Image object location entries:
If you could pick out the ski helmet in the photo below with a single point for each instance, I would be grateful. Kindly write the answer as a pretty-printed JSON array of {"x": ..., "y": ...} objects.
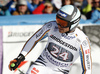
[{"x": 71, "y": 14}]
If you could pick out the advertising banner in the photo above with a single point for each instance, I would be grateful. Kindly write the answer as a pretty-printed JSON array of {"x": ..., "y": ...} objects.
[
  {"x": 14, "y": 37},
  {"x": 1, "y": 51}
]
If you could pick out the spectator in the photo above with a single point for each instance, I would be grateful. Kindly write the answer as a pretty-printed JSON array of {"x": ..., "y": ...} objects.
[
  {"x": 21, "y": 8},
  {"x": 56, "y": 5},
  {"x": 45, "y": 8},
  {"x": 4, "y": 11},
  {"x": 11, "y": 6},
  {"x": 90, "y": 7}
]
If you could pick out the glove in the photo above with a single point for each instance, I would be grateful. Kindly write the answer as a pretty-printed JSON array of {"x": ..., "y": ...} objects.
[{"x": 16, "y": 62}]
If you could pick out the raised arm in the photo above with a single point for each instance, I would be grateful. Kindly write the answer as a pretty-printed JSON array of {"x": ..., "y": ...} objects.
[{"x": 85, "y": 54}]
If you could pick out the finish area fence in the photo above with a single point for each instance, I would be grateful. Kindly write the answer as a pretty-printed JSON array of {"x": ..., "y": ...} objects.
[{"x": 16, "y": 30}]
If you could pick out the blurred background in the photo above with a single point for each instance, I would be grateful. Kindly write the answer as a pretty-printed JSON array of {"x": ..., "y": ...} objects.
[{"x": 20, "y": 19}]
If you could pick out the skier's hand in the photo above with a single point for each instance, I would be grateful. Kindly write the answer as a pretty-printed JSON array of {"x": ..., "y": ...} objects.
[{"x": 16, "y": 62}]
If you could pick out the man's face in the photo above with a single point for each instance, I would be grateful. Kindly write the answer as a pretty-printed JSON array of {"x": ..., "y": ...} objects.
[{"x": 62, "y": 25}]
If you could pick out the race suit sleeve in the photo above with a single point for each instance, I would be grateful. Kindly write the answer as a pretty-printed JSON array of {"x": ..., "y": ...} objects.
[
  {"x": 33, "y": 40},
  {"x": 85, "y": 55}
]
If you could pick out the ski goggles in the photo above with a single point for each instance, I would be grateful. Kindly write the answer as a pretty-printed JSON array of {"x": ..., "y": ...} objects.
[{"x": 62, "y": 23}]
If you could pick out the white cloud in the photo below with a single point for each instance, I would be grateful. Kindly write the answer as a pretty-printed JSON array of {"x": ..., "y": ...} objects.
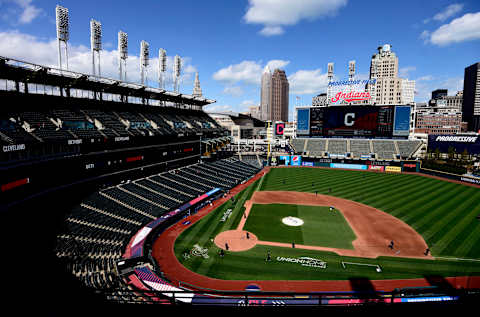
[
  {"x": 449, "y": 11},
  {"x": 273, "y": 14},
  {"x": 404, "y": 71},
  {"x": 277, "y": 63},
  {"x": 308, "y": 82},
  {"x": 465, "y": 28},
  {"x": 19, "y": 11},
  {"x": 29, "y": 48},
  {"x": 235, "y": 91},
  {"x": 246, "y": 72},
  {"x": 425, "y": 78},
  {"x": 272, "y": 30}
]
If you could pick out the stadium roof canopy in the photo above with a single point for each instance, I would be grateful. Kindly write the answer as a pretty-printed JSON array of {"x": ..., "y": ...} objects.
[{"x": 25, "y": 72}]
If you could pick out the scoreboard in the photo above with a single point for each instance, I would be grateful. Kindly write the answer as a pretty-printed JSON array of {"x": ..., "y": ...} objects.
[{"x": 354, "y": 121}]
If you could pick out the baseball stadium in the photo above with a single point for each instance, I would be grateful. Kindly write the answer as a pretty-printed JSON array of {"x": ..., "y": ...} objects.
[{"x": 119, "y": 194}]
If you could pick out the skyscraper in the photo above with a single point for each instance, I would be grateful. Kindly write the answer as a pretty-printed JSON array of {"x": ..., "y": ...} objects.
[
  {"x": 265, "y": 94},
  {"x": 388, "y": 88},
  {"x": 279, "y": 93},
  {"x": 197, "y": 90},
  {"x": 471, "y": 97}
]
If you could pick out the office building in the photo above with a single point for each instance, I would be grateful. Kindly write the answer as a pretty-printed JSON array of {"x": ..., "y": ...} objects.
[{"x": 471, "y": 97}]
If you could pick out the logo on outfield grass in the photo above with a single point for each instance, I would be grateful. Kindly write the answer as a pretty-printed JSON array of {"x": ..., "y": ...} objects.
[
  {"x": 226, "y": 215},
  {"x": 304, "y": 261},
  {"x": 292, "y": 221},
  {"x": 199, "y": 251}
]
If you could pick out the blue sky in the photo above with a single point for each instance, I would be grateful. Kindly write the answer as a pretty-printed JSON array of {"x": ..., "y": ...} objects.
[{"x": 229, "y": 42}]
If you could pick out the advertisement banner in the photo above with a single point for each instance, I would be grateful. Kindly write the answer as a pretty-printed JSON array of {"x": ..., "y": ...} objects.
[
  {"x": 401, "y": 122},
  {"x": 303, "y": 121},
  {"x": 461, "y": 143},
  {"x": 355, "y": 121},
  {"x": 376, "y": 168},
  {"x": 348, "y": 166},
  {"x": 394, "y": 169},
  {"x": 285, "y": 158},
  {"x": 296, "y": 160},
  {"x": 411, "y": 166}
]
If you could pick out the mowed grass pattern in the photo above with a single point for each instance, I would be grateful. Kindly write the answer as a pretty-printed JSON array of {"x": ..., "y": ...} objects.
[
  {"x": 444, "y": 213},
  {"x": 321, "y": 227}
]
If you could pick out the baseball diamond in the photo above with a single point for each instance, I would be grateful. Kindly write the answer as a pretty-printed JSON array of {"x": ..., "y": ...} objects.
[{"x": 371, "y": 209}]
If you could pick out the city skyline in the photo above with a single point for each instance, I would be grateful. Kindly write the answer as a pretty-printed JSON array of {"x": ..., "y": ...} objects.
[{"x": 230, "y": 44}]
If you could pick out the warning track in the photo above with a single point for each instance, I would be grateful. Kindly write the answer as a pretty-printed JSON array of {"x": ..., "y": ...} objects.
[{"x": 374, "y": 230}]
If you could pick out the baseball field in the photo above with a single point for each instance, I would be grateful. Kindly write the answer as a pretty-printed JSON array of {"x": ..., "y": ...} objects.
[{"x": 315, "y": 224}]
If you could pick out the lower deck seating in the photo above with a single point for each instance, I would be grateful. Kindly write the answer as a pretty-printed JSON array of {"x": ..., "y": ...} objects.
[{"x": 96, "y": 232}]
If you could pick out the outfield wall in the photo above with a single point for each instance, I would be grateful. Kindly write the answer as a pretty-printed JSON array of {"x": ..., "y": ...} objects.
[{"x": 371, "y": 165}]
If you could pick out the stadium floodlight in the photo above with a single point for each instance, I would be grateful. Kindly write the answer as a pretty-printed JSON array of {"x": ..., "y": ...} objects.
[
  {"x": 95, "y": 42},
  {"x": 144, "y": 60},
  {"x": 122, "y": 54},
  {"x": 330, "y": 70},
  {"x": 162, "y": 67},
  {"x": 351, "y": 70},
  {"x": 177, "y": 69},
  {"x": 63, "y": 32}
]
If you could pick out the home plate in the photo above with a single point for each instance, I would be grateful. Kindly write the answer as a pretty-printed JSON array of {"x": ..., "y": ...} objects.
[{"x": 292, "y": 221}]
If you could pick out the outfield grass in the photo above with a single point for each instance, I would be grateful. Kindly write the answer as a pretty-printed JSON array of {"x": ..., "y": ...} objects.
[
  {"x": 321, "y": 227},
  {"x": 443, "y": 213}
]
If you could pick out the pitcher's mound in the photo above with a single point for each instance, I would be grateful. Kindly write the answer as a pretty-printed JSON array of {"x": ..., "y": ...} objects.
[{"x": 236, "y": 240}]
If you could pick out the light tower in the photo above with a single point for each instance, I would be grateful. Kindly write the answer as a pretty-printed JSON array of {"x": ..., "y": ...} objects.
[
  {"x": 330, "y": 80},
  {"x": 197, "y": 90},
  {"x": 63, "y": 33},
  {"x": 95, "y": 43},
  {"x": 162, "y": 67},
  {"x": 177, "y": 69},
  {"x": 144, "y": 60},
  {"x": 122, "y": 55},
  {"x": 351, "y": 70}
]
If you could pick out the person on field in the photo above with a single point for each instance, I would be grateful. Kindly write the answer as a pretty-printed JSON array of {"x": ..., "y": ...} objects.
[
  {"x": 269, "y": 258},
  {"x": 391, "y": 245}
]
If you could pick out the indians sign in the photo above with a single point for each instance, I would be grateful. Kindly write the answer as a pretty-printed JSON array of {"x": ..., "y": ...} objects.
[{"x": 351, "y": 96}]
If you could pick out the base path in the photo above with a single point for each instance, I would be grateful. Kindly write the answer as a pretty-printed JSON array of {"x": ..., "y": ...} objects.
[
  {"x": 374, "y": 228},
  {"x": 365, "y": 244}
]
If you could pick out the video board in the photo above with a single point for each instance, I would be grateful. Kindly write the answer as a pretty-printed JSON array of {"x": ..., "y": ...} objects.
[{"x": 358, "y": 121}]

## PROBLEM DESCRIPTION
Every line from the one holding "If you could pick out the pitcher's" through the final line of the listing must be echoed exactly; leave out all other lines.

## RESPONSE TO THE TASK
If you could pick out the pitcher's mound in the photo above with a single point for each instance, I would be grateful. Kindly write the answer as a pretty-printed JSON array of {"x": ..., "y": ...} objects.
[{"x": 236, "y": 240}]
If you could pick out the light tower in the photo above with a single point for each instance, I would be grateful. Kindly write the answer as a pretty-printed JSON array of {"x": ..., "y": ...} objects.
[
  {"x": 330, "y": 80},
  {"x": 197, "y": 90},
  {"x": 63, "y": 33},
  {"x": 95, "y": 43},
  {"x": 162, "y": 67},
  {"x": 177, "y": 69},
  {"x": 144, "y": 60},
  {"x": 122, "y": 55},
  {"x": 351, "y": 70}
]
If you could pick out the person on field in the photo above with a single point for each instance, I would be grateful. Kindly write the answer as a pretty-printed JSON array of {"x": ..., "y": ...} objects.
[
  {"x": 269, "y": 258},
  {"x": 391, "y": 245}
]
If you could pick out the indians sign in the photo above with a single point for each instance, I would be grateful. Kindly write the answer as a pretty-printed JSON array of {"x": ..., "y": ...} objects.
[{"x": 351, "y": 96}]
If you could pick out the base path in the photo above with a single point for each instance, I would be grateful. Kindly write the answer as a pretty-printed JSON array of {"x": ..., "y": ...} objects.
[
  {"x": 374, "y": 228},
  {"x": 365, "y": 244}
]
If you could pick out the video board in the photo above with a single point for each instance, I would be grateful. Kindly write the answer as a pretty-printed JSON array of {"x": ..., "y": ...} objects.
[{"x": 358, "y": 121}]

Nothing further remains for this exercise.